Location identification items

***

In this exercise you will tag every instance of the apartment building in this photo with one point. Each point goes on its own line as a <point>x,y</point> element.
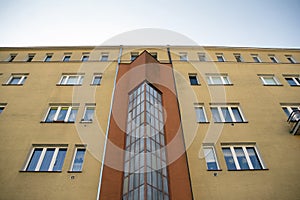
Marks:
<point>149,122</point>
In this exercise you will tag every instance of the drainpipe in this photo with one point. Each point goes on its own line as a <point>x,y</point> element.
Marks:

***

Every line from the one containing "In this exercise you will tag every instance of the drainpipe" through the last line must be copied exactly; leave out the rest.

Solution to this exercise
In this exercise you will tag every instance of the drainpipe in this photo with one point. Each point goes on its own line as a <point>x,y</point> element.
Marks:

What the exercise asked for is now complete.